Extracted records:
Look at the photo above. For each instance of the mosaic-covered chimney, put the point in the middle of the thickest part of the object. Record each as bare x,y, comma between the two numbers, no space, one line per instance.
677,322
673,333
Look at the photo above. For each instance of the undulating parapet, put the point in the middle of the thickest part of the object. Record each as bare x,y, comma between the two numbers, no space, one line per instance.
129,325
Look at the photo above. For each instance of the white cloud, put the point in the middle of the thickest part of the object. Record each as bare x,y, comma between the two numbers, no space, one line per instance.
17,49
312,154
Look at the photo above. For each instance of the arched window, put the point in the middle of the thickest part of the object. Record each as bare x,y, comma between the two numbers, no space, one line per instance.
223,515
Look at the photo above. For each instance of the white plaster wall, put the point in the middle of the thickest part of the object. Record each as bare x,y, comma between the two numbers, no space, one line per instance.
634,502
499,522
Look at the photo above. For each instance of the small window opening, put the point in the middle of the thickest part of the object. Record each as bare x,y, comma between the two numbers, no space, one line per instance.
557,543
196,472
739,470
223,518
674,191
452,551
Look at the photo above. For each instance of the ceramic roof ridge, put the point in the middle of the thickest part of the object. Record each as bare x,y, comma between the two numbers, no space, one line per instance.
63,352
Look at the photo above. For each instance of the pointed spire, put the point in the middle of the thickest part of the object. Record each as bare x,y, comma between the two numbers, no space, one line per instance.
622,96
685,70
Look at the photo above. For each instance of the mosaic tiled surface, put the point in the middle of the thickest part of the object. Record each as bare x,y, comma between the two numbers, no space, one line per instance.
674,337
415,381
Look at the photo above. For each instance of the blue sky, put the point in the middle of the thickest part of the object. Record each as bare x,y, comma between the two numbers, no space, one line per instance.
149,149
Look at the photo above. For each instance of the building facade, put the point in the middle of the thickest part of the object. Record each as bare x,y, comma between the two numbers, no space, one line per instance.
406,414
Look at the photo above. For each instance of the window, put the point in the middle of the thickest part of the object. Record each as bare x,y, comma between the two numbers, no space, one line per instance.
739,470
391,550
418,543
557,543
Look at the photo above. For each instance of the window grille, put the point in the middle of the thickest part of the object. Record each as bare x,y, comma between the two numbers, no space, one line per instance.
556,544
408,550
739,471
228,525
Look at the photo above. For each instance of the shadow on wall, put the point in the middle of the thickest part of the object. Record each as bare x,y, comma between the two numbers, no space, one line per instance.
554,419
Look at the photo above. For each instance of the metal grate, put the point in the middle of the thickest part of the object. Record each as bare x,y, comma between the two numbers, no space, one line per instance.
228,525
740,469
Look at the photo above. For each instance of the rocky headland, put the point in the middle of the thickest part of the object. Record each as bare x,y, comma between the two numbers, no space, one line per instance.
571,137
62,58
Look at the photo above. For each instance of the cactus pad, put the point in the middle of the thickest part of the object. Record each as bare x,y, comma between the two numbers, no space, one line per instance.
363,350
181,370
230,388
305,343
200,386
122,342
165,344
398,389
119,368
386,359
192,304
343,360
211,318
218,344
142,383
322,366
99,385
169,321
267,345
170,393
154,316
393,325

▸ **TASK DIRECTIONS**
A verbatim repeat of all the entries above is the required answer.

▸ **RESULT OF THE TASK**
Look at the photo above. For each instance of the mosaic-covered chimney, put the point in the middle of the thickest part of the object. Record each as bare x,y, comma between the two numbers, no space, one line per instance.
677,322
673,333
Look at the photo above. For each instance of the undulating parapet, put the point in the middle of the thickest part of the object. Record each as bare x,y, comma between the two numbers, no space, one line per instance.
129,325
Look at the photo above. For each instance of the white cloud, put the point in the middle of the thickest part of the object. Record each as bare x,y, comma between the two numbers, no space, one line per instance.
17,49
312,154
Look at the photo above. For each instance of the arched window, put the point in the middle of the thickest part of the object. Record each as bare x,y, comma between the two numbers, no space, one line per instance.
223,515
Look at the photo above. For each instance of the white plaster wall, put the point in the middle of the thickest part of the object. Record each as bare x,y, comma between the two numbers, no space, one line per instance.
634,502
499,522
Look at the photo above. For each instance of the small window opening, put the point in the middle of the thickest part of the object. Record each as bare x,y, comma between the two numbers, no space, one line per instance.
557,543
196,472
739,470
223,518
674,191
452,551
Look at the photo above. For each instance of the ceramic roof ridge, put the point in the middle of the thickest part of the object. Record each as bare x,y, comma between the two numbers, no space, one line per instance.
63,352
Look at the photo above. For each instance of the pointed spire, put the point in the middle of the thickest part of the object. Record each as bare x,y, comma between the two numbers, no space, one line per instance.
622,96
685,70
Look at the photo above. For each instance of the mosaic tiled surface, put the point in the middle of the thickest part of the object. Record each as bare x,y, comma between the two numbers, no space, one line per instance.
674,337
415,381
Look at the photo above. For each instance of the blue sky, put the point in the middle of the thickest part of the object. Record each as bare x,y, comma between the two numbers, no space, one line per instance.
149,149
Look at the photo above. For each instance of the building facade, put the point in the middle of the thickest part of the object. Record each as bare x,y, comma between the two numbers, no space, one line per instance.
406,414
Look at the photo above. For each instance of the window, put the point in the middle of the thickest part of the object. Record each as bare x,y, comma between the two numbers, no space, one line per instance.
739,470
391,550
418,543
557,543
Look at the photo above. For each instance of the window grille, put the point in the middle of the thickest part of the object. Record each as bare x,y, comma between the two numbers, no space, one line per instance.
556,544
408,550
739,471
228,525
Look at the photo above. For each instance of the shadow on wall, put the point in the middle of the thickest part of the object. Record each as bare x,y, comma between the two numbers, no space, one line per instance.
554,419
Look at the photo above. For each instance of the metal grate, put the point in the middle of the thickest part of the object. Record each as bare x,y, comma between the two numbers, no space, one line per instance.
228,525
740,469
Look at the photo above. For each instance of the rocky headland, put the point in the middle of the thickest part of the object. Record each as bare x,y, comma between the two numbers, no space, one line per instance.
571,137
62,58
Look at the photo above. For each instance of the cactus pad, put the point in the middle of the thickest part of the object. Record each as bare x,y, comma between the two numbers, no space, one line per instance.
363,350
181,370
230,388
305,343
200,386
122,342
165,344
398,389
119,368
386,359
192,304
343,360
211,318
218,344
142,383
322,366
99,385
169,321
267,345
170,393
154,316
393,325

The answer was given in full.